_REQUEST 1_
In the forum thread excerpt on updating the networker role, what is the only way out of the error caused by a plain update of the networker?

_EXCERPT TO READ_
------------------------------------

Should we try starting the update by the networker role ?
Hi, so further investigation showed that updating the networker first led to the same situation, so we don't need the rabbitmq disconnection. Just plain update of the networker leads to the same error. The only way out of this is to reboot the networker. So, first a question that would require more analysis here: - why this doesn't show up when we don't use networker role: when using simple HA deployment with l3 agent in ctlr-0,1,2 we don't have the cut, how can this be ? Then we need a way out of this, currently the most likely way out is a knowledge based article as the necessary procedure won't be able to fit in the update workflow. A currently working procedure seems to be (need more tests): - after update prepare: - evacuate the routers present on networker-X for X=0; - update networker-X : run openstack overcloud update run --limit networker-X --playbook all - reboot networker-X - move to next networker X+1 Or, as described in c#55: - mount --rbind /run/netns /run/netns - mount --make-shared /run/netns This need to be confirmed and tested. Eventually the root cause seems to be the old version of iproute and pyroute in rhel-7.6, jumping all the way to rhel-7.9. So early testing seems to show that a good workaround is:
tripleo-ansible-inventory --plan "qe-Cloud-0" --ansible_ssh_user heat-admin --static-yaml-inventory inventory.yaml
cat workaround.yaml
---
- hosts: Networker
gather_facts: false
become: true
tasks:
- name: Workaround for flawed iproute and pyroute
shell: |
mount --rbind /run/netns /run/netns
mount --make-shared /run/netns
ansible-playbook -i inventory.yaml workaround.yaml
I need more extensive testing but this seems to show good results.
|

------------------------------------

_DATA SHOWN_
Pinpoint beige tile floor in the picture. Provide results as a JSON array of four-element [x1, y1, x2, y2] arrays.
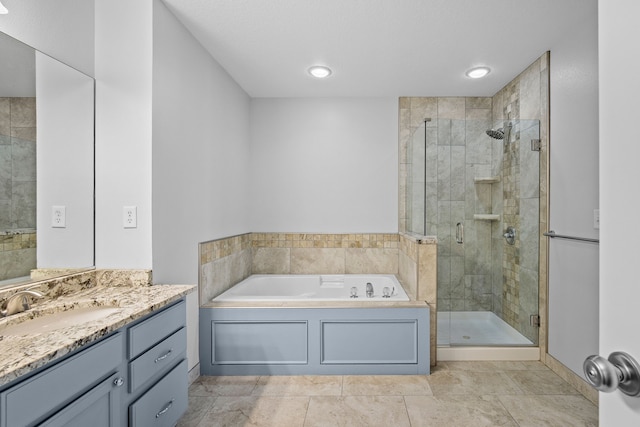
[[178, 362, 598, 427]]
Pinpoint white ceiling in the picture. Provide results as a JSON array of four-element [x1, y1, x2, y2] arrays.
[[164, 0, 597, 97]]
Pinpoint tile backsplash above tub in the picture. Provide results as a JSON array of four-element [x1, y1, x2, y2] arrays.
[[200, 233, 399, 304]]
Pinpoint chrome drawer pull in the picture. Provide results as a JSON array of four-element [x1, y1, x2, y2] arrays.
[[156, 399, 175, 418], [154, 349, 173, 363]]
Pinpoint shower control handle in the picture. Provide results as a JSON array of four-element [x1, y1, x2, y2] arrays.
[[502, 226, 516, 245], [582, 351, 640, 396], [456, 222, 464, 245]]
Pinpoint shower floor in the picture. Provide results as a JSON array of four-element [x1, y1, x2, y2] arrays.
[[438, 311, 533, 346]]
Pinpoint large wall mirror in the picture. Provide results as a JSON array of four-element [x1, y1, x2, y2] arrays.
[[0, 32, 95, 287]]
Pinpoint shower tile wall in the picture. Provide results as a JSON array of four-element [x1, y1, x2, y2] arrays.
[[0, 98, 36, 280], [400, 97, 493, 311], [398, 53, 549, 346], [493, 53, 549, 343], [0, 98, 36, 231]]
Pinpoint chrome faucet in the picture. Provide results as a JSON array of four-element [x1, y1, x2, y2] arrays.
[[0, 289, 44, 317], [367, 282, 373, 298]]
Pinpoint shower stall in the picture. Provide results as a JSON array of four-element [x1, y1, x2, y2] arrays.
[[403, 98, 541, 347]]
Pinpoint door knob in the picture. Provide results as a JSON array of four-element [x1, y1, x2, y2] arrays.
[[582, 351, 640, 396]]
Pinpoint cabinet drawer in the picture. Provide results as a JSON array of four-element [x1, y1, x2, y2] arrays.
[[129, 301, 187, 359], [0, 333, 124, 427], [39, 373, 120, 427], [129, 328, 187, 393], [129, 359, 188, 427]]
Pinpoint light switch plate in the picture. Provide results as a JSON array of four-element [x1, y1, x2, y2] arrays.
[[122, 206, 138, 228], [51, 206, 67, 228]]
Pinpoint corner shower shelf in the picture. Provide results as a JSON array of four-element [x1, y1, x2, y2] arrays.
[[473, 176, 500, 184], [473, 214, 500, 221]]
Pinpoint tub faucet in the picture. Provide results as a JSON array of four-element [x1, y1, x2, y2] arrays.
[[367, 282, 373, 298], [0, 289, 43, 317]]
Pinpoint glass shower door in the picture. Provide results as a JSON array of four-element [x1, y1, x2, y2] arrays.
[[406, 119, 540, 346]]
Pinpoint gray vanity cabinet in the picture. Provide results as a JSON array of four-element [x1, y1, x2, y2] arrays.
[[0, 332, 124, 427], [124, 301, 189, 427], [0, 300, 188, 427]]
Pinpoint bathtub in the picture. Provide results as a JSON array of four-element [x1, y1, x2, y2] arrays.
[[199, 275, 430, 375], [213, 274, 409, 302]]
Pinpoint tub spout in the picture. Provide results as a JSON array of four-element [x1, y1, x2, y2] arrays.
[[367, 282, 373, 298]]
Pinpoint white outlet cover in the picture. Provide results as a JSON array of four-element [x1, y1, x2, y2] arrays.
[[51, 206, 67, 228], [122, 206, 138, 228]]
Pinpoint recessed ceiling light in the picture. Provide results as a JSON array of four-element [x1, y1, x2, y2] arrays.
[[309, 65, 331, 79], [465, 67, 491, 79]]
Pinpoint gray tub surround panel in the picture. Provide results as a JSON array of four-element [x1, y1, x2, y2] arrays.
[[0, 270, 196, 387], [200, 302, 430, 375], [199, 232, 438, 366], [398, 233, 438, 366]]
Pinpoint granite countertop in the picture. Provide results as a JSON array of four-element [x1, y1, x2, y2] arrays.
[[0, 285, 196, 386]]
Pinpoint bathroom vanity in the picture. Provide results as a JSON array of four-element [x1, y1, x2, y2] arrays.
[[0, 278, 192, 427]]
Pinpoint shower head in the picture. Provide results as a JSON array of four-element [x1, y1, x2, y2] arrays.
[[487, 122, 513, 142], [487, 128, 504, 139]]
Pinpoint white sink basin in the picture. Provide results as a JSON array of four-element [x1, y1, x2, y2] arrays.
[[0, 306, 121, 336]]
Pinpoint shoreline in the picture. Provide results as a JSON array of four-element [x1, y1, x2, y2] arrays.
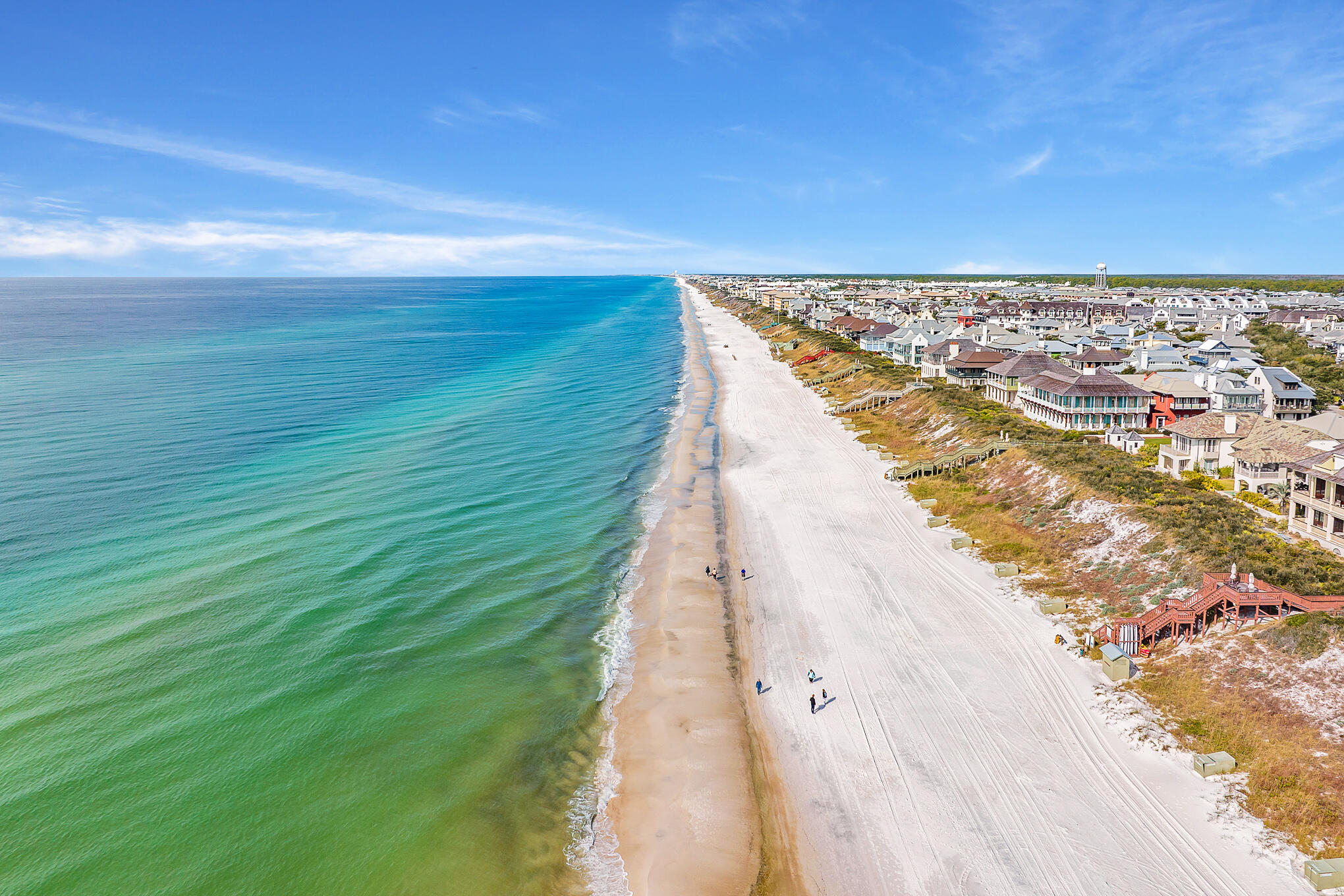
[[695, 297, 1300, 896], [594, 282, 762, 896]]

------------------------------------

_REQUEST 2_
Convert the records from the line containing "Pinpoint door knob" up to and including the line containing "[[406, 119, 540, 346]]" into a two-column CSV with the headers request and answer. Use one row per record, put each value in a single quoted field, and replace line breaks with spaces.

_CORRECT RESPONSE 1_
Rebooting the networker.

_CORRECT RESPONSE 2_
request,answer
"Pinpoint door knob in the picture. Provide results as a JSON array of four-element [x1, y1, x2, y2] arrays.","[[582, 351, 640, 396]]"
"Pinpoint cabinet drawer in the picture. Provide results as a JSON array of four-element [x1, y1, x2, y2] arrays.","[[129, 301, 187, 359], [0, 333, 124, 427], [39, 373, 120, 427], [129, 328, 187, 393], [129, 359, 188, 427]]"
"Pinpoint light switch plate in the picture. Provide results as a JSON array of four-element [x1, y1, x2, y2] arrays.","[[122, 206, 138, 228], [51, 206, 67, 228]]"
"Pinpoint corner shower shelf in the picture. Provide results as a JSON array of four-element [x1, y1, x2, y2] arrays.","[[473, 176, 500, 184], [473, 214, 500, 221]]"
"Pinpoint tub faucet in the picture. Provide results as a JSON array of four-element [x1, y1, x2, y2] arrays.","[[367, 282, 373, 298], [0, 289, 43, 317]]"
"Pinpoint glass shower door in the picture. Provide results as a JSON array of four-element [x1, y1, x2, y2] arrays.","[[406, 119, 540, 346]]"